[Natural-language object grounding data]

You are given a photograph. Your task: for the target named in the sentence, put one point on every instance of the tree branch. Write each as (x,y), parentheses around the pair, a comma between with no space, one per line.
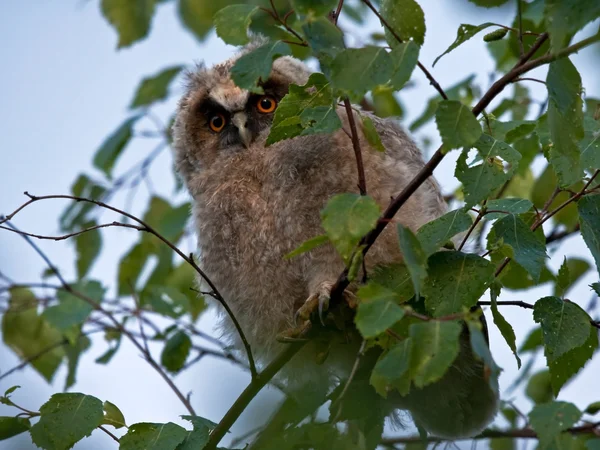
(96,306)
(362,182)
(432,80)
(149,229)
(252,390)
(521,67)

:: Task requirements ::
Your task is to transcribe all of the records precisely, with no images included.

:: Answer to the exercise ::
You are given a photograph. Your task: for the target named in the sentence, put one point on every instance of the tree branch. Write each as (x,y), parentheses around the pair, a comma between with no space, one per line.
(96,306)
(362,182)
(432,80)
(149,229)
(252,390)
(521,67)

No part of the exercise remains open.